The current relevance ranking is based on the assumption of linked documents or databases, not semantics, therefore, it may not be applied to the search needs where links of documents are not available, for example, documents within extended enterprises which are often not cross-linked like in the world wide web.
Semantic machine understanding, extracting meaning, discovering events, relationships, trends can be very challenging tasks and currently can only be done in small scales, rarely used in large-scale search applications. There are a number of extant tools for data and text mining in the advanced search engines such as keyword analysis and tagging technology. Many of the current search engines employ advanced search assistant and language tools. For example, as you type, these tools offer suggestions of keywords. However, these products cannot suggest new concepts drastically different but semantically related or have predictive capabilities to a search word.
Better tools are needed to fully leverage knowledge patterns discovered in the data to achieve large-scale semantic search, for example, to find new, unique and interesting information with respect to a search context.

**Instruction 1:** Reproduce the stretch of the passage on semantic search from "Better tools are" through "a search context.".
**Instruction 2:** Decide whether each statement agrees with the passage on semantic search, answering yes or no and quoting the deciding words: (a) The current relevance ranking relies on semantics. (b) Some search tools offer keyword suggestions while the user types. (c) Semantic machine understanding is widely used in large-scale search applications.
**Instruction 3:** Write the next part of the passage on semantic search, picking up after its final sentence.
The listing below was taken from a different source than the passage on semantic search.

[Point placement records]
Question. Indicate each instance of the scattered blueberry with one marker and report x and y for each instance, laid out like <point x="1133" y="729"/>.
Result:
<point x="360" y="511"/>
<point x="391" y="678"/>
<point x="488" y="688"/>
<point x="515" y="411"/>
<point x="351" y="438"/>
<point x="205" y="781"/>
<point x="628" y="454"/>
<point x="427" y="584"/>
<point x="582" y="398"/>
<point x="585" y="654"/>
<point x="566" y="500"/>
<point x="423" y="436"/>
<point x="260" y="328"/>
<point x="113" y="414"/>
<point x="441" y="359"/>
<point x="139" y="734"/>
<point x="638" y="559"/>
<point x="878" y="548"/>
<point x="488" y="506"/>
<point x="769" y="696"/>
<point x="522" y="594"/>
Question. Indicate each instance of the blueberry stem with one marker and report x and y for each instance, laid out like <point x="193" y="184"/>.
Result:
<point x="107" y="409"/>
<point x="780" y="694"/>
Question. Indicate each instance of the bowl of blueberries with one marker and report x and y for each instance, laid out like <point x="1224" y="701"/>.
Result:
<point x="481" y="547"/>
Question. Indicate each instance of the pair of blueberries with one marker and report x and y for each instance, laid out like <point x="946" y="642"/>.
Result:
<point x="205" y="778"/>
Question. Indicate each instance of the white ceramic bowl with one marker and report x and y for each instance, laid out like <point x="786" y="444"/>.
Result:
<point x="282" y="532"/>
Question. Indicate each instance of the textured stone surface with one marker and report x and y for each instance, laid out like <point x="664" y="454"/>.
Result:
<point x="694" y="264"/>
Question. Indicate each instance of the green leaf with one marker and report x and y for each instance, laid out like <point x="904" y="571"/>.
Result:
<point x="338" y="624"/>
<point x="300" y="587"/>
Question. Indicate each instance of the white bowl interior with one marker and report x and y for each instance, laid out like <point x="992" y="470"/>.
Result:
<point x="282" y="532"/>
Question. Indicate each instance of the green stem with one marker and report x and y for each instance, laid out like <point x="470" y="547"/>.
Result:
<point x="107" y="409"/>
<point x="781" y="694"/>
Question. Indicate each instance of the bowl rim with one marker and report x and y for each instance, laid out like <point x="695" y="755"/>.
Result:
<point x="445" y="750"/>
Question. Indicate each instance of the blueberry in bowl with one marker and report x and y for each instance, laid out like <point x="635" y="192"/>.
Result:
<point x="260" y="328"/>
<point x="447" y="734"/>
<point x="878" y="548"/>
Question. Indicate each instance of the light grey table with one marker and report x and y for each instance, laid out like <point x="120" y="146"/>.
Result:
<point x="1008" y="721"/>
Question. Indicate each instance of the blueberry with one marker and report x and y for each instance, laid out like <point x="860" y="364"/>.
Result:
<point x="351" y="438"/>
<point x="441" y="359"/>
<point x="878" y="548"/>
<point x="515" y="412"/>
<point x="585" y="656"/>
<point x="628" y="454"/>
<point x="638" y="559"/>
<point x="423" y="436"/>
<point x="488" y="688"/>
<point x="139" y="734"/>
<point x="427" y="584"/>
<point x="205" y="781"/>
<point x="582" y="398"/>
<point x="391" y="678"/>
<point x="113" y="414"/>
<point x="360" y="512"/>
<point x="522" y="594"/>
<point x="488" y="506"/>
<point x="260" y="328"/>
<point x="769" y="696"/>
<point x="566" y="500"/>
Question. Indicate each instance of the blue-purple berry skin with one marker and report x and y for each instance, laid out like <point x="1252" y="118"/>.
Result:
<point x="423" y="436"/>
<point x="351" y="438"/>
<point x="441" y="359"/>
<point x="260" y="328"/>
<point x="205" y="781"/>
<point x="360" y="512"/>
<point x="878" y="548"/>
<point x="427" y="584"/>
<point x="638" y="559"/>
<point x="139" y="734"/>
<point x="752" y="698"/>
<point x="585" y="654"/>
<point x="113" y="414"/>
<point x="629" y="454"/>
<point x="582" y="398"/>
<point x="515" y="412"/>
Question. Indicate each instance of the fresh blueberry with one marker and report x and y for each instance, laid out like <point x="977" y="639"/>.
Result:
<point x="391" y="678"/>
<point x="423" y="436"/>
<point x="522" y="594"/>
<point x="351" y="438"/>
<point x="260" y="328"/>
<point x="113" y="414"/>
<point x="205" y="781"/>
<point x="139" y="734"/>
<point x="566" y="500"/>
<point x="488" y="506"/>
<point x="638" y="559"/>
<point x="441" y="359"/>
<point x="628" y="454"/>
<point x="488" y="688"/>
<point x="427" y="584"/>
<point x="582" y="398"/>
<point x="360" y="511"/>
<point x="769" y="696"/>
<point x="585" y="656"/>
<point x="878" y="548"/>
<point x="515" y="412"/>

**Reply 1:**
Better tools are needed to fully leverage knowledge patterns discovered in the data to achieve large-scale semantic search, for example, to find new, unique and interesting information with respect to a search context.

**Reply 2:**
(a) No: "based on the assumption of linked documents or databases, not semantics"
(b) Yes: "as you type, these tools offer suggestions of keywords"
(c) No: "rarely used in large-scale search applications"

**Reply 3:**
Secondly, there is increasing need to share mining results and search indexes across multiple organizations and extended enterprises that require analysis of open-source (uncertain, conflicting, partial, non-official) data. Teams will consist of culturally diverse partners with rapidly changing team members and various organizational structures. The information, including structured data from databases and unstructured data such as text, is enormous and often naturally distributed among millions of computers around the world. It is difficult to move such huge amount data into a centralized location, for example, like the way a current web crawler goes out to collect all the web pages to a central location, is very expensive. Therefore, the current search engine business is very expensive because it has to copy and store all the data locally before it can index them. In order to respond to this challenge, more powerful information analysis tools are needed that can quickly extract meaning and intent from where the data is originally gathered. The mining results or indexes are then to be accessed across the network without leaving the local computers.
Thirdly, shared indexes might be across multiple organizations and cultures, the index and mining engine has to be language/culture-independent which means it can not use any linguistic based approaches. Indexes and information mining results have to be represented in a language/culture free format. Statistical methods are widely researched and used to improve information indexing, search/retrieval, and text categorization. However, many are difficult to scale-up.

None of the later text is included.